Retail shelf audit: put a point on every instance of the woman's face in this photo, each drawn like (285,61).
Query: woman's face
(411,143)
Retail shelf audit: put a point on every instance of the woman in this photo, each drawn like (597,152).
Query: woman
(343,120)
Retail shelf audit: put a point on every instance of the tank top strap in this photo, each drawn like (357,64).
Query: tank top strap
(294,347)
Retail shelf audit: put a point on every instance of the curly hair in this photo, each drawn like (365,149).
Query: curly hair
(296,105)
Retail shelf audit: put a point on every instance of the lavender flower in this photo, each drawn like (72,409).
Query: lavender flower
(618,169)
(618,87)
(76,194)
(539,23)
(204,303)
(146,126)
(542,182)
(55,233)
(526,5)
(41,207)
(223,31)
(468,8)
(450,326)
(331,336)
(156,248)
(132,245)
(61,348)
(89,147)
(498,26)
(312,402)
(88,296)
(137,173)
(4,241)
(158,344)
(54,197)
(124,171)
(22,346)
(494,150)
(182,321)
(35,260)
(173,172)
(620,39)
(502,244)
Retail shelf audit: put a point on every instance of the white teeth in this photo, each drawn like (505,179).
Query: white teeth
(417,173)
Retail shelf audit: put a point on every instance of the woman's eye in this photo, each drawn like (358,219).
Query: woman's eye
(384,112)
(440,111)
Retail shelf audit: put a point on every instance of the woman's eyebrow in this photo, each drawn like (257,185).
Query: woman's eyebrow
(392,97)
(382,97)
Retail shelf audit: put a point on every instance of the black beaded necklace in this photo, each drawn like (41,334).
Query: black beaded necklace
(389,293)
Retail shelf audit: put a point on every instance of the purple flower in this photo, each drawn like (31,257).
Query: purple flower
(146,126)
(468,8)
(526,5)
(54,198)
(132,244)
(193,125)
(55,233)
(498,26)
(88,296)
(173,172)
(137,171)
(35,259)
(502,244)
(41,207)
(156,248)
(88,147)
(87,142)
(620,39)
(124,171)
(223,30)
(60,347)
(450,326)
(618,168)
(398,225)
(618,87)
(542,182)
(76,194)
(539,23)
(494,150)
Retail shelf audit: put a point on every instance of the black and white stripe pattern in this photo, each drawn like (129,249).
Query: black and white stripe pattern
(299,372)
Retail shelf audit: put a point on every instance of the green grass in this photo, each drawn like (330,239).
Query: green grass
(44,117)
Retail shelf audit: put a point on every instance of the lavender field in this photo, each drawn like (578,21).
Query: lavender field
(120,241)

......

▸ Required work: Exactly as they appear, copy the lines of the listing above from the first through the one that contains "drawn like (41,334).", and nothing more.

▸ Task answer:
Retail shelf audit: put a point on every instance of the woman's face in this photo, each drawn like (285,61).
Query: woman's face
(411,143)
Retail shelf audit: put a point on every instance of the woman in this photo, each drawn like (597,152).
Query: woman
(343,120)
Retail shelf audit: put a point on every instance of the tank top strap in this photo, each drawn like (357,64).
Query: tank top strap
(294,347)
Retail shelf audit: put a point on every instance of the curly hair in this photo, each drawn like (365,149).
Query: curly hair
(296,105)
Retail shelf audit: put a point on every instance of the lavender flower in this photo, each drawn like (72,409).
Query: lavender flower
(618,169)
(618,87)
(76,194)
(539,23)
(204,303)
(146,126)
(542,182)
(55,233)
(526,5)
(41,207)
(223,31)
(468,8)
(450,326)
(331,336)
(156,248)
(132,245)
(61,348)
(89,147)
(498,26)
(312,402)
(88,296)
(137,173)
(4,241)
(158,344)
(54,197)
(124,171)
(22,346)
(494,150)
(182,321)
(35,260)
(173,172)
(620,39)
(502,244)
Retail shelf audit: put a point on every instance of the white teeth in this photo, each drawn like (505,179).
Query: white teeth
(417,173)
Retail shelf audit: put a point on every instance of the woman's eye in this photo, each drawn like (358,219).
Query: woman's eye
(384,112)
(440,111)
Retail shelf audit: put a point on every instance of the woman's eyebrow in this photo, each drawn like (257,185).
Query: woman's eyebrow
(392,97)
(382,97)
Retail shelf audit: put a point on every instance of the black beaded necklace in this photo, each drawn like (41,334).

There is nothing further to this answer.